Excerpts of location labeling data
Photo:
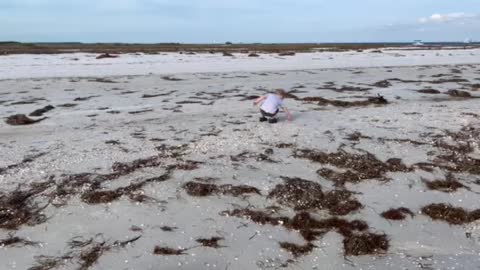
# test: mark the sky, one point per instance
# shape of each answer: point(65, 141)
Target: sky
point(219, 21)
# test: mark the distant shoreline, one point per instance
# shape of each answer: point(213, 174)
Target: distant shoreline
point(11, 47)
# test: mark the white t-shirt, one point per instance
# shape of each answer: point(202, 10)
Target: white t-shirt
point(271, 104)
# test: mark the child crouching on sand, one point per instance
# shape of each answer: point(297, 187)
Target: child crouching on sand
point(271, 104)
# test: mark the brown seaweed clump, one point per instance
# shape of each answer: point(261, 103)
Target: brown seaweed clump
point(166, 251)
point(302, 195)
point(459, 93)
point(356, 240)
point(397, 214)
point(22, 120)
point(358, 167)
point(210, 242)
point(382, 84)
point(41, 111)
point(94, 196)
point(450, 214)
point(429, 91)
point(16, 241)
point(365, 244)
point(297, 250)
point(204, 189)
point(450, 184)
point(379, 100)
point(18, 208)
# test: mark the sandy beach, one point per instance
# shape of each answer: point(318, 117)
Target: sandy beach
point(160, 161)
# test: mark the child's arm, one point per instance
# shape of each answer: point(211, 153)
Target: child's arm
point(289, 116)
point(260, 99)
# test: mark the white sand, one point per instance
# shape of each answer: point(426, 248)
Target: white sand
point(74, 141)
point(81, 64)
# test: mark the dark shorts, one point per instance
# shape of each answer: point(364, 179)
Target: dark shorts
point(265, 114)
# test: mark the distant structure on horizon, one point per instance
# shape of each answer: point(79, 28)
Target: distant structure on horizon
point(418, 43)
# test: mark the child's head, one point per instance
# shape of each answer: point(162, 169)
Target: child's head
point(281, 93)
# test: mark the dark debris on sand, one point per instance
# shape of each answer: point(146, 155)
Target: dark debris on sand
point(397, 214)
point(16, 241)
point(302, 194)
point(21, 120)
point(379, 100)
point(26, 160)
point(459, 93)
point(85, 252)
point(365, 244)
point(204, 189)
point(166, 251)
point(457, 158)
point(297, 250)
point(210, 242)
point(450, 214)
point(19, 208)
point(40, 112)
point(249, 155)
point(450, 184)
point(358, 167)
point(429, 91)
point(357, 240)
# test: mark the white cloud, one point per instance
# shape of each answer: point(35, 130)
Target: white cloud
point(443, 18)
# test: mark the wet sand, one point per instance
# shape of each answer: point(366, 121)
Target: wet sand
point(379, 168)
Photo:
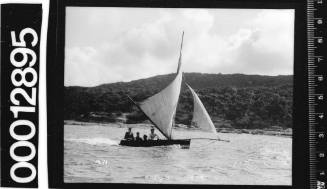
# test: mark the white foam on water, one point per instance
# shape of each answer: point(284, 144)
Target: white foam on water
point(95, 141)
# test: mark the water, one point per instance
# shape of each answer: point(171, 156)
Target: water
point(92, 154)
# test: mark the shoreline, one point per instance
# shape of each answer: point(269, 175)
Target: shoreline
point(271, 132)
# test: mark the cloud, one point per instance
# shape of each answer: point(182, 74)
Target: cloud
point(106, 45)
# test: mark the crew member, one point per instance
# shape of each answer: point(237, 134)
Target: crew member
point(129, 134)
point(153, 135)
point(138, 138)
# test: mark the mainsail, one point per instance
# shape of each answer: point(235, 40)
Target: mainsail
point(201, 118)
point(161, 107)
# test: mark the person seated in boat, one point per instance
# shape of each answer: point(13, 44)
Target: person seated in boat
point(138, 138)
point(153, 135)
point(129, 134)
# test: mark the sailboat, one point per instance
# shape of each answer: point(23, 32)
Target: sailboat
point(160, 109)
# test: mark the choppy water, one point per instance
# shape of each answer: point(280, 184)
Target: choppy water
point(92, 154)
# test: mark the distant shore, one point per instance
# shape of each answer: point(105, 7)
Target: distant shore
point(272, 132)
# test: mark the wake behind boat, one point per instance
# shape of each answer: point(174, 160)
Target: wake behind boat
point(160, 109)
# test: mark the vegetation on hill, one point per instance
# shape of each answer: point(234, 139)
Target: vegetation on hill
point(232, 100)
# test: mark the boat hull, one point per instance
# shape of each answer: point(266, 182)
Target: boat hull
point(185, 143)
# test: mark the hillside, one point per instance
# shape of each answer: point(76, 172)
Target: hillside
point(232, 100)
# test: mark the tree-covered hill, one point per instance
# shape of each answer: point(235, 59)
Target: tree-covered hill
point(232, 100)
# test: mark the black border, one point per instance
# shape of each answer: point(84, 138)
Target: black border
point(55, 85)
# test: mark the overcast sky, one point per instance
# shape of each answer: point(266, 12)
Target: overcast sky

Direction:
Can you reproduce all of the material above word for word, omitting the pictures?

Task response:
Photo:
# test: mark the sky, one point per instance
# shape of each answer: point(65, 141)
Target: sky
point(219, 21)
# test: mark the distant shoreline, one point per instance
# shape of each answer: point(213, 174)
Target: distant shoreline
point(11, 47)
# test: mark the white t-shirt, one point per instance
# shape of each answer: point(202, 10)
Target: white t-shirt
point(271, 104)
# test: mark the child crouching on sand, one point per instance
# shape of each answer: point(297, 187)
Target: child crouching on sand
point(271, 104)
# test: mark the brown seaweed clump, one point per instance
# shape of each answer: point(261, 103)
Target: brown seaweed clump
point(166, 251)
point(302, 195)
point(459, 93)
point(356, 240)
point(397, 214)
point(22, 120)
point(358, 167)
point(210, 242)
point(382, 84)
point(41, 111)
point(94, 196)
point(450, 214)
point(429, 91)
point(16, 241)
point(365, 244)
point(297, 250)
point(204, 189)
point(450, 184)
point(379, 100)
point(18, 208)
# test: mark the sandy beach, one point per instance
# shape of each answer: point(318, 117)
Target: sandy beach
point(160, 161)
# test: mark the child's arm, one point per instance
# shape of each answer: point(211, 153)
Target: child's arm
point(289, 116)
point(260, 99)
# test: mark the white sand, one point per instance
# shape of each answer: point(426, 248)
Target: white sand
point(74, 141)
point(81, 64)
# test: mark the dark shorts, one point per instance
# shape of each answer: point(364, 179)
Target: dark shorts
point(265, 114)
# test: mark the distant structure on horizon, one point per instance
# shape of each answer: point(79, 28)
Target: distant structure on horizon
point(418, 43)
# test: mark the child's head, one point per instance
# shape of each answer: point(162, 169)
Target: child's head
point(281, 93)
# test: mark the dark debris on sand, one point per instance
# shape of each answer: point(146, 155)
Target: dark debris on sand
point(397, 214)
point(16, 241)
point(302, 194)
point(21, 120)
point(379, 100)
point(26, 160)
point(459, 93)
point(85, 252)
point(365, 244)
point(204, 189)
point(166, 251)
point(457, 158)
point(297, 250)
point(210, 242)
point(450, 214)
point(19, 208)
point(40, 112)
point(249, 155)
point(450, 184)
point(358, 167)
point(429, 91)
point(357, 240)
# test: mark the white cloud, one point per instance
# shape of each answer: point(35, 130)
Target: white cloud
point(443, 18)
# test: mark the wet sand, one point per instance
# shape of each answer: point(366, 121)
Target: wet sand
point(379, 168)
Photo:
# test: mark the white foam on water, one point per instance
# shape of each answer: point(284, 144)
Target: white foam on water
point(95, 141)
# test: mark the water, one point per instance
# shape of each answer: point(171, 156)
Target: water
point(92, 154)
# test: mark the shoreline, one point per instance
# shape of each answer: point(269, 175)
Target: shoreline
point(271, 132)
# test: mark the cloud, one point per instance
# shape of each answer: point(182, 74)
Target: cloud
point(106, 45)
# test: mark the crew member, one point per instance
# shape of each answer: point(237, 134)
Target: crew member
point(129, 134)
point(153, 135)
point(138, 138)
# test: mark the mainsail, one point per instance
# shape of each answer: point(235, 40)
Target: mainsail
point(201, 118)
point(161, 107)
# test: mark the person seated in boat, one point per instance
# shape of each answer: point(13, 44)
Target: person seated in boat
point(138, 138)
point(153, 135)
point(129, 134)
# test: mark the sailboat, one point per instance
# shape of each answer: point(23, 32)
Target: sailboat
point(160, 109)
# test: mark the choppy water, one point per instance
# shape of each answer: point(280, 184)
Target: choppy water
point(92, 154)
# test: mark the distant shore, one point per instance
# shape of each answer: point(105, 7)
Target: distant shore
point(272, 132)
# test: mark the wake behind boat, one point per instance
# shape of each answer: point(174, 160)
Target: wake behind boat
point(160, 109)
# test: mark the vegetation on hill, one point per instance
# shape of each answer: point(234, 139)
Target: vegetation on hill
point(232, 100)
# test: mark the boat hull, one point per instance
# shape of each answer: point(266, 182)
Target: boat hull
point(185, 143)
# test: mark the hillside, one point per instance
# shape of each answer: point(76, 172)
Target: hillside
point(232, 100)
# test: mark the tree-covered hill, one point per instance
# shape of each answer: point(235, 59)
Target: tree-covered hill
point(232, 100)
# test: mark the black border, one point per instance
# shape of each answer: point(84, 138)
Target: black border
point(55, 85)
# test: mark the overcast sky, one point per instance
# shape of each answer: point(266, 12)
Target: overcast sky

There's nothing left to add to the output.